*** Information shown Section Begins ***

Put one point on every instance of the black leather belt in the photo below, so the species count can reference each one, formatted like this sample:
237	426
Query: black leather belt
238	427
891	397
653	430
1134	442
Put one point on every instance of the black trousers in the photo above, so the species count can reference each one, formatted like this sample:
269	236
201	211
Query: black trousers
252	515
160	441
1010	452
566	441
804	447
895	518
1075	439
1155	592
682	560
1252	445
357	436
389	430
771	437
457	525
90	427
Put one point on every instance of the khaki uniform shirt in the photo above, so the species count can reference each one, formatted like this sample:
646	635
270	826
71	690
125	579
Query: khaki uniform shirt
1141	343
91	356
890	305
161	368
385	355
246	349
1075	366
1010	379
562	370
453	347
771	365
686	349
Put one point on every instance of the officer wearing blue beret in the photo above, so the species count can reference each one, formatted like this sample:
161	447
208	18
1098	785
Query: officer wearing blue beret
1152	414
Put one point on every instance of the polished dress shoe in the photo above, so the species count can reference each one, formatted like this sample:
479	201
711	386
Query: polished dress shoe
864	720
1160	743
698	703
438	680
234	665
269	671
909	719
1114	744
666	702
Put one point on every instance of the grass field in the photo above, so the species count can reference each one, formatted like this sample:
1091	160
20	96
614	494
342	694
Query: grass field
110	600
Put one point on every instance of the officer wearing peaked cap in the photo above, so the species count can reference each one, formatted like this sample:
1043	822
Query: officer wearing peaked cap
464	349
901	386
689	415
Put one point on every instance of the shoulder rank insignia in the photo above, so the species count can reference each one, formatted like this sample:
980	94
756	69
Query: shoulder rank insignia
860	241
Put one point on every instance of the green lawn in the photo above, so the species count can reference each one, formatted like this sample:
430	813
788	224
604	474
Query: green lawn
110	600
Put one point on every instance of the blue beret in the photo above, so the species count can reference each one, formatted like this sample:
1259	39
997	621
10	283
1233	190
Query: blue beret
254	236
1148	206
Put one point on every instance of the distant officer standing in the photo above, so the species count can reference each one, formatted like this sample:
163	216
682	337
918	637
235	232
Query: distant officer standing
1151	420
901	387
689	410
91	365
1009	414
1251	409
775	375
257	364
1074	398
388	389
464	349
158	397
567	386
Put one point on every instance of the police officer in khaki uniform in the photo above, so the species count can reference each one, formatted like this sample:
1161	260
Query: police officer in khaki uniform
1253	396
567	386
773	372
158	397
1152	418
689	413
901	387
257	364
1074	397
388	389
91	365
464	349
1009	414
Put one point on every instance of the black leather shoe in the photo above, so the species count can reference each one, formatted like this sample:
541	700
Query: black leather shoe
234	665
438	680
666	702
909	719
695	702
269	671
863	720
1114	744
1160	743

*** Information shown Section Ends ***

Nothing but the lines from the one containing "Put one point on every instance of the green" through the end of the entries belongs in the answer; repeat them exactly.

▶ Solution for this exercise
Put one point on every instance of the green lawn in the photo above, so the species count can reference each one, formatted like this sample:
430	813
788	224
604	474
Query: green lawn
110	600
Put one point on every instance of the blue beret in the photo above, so the species count can reference each one, formatted like this sample:
1259	39
997	621
10	283
1233	190
Query: blue beret
254	236
1148	206
Put one point on every instance of the distant officer standing in the photo above, so the species count can reference each one, formatted like this sample:
163	216
682	337
918	637
235	232
Query: distant officer standing
1151	420
901	387
689	410
91	365
1009	414
1251	409
775	375
257	364
1074	398
388	389
464	349
158	397
567	386
Put one point on every instance of the police officer in khaki uniform in the photo above, so the species count can reference each one, formatted like this sample:
1161	260
Query: police officer in khaki uniform
1253	396
567	386
773	372
158	397
1152	418
689	413
901	387
257	364
1074	397
388	389
91	365
464	349
1009	414
Put one point on every instance of the black leather shoe in the photo above, so the species count can reference each one, formatted like this sample:
541	700
Query: black leather shoe
234	665
438	680
666	702
909	719
695	702
269	671
863	720
1114	744
1160	743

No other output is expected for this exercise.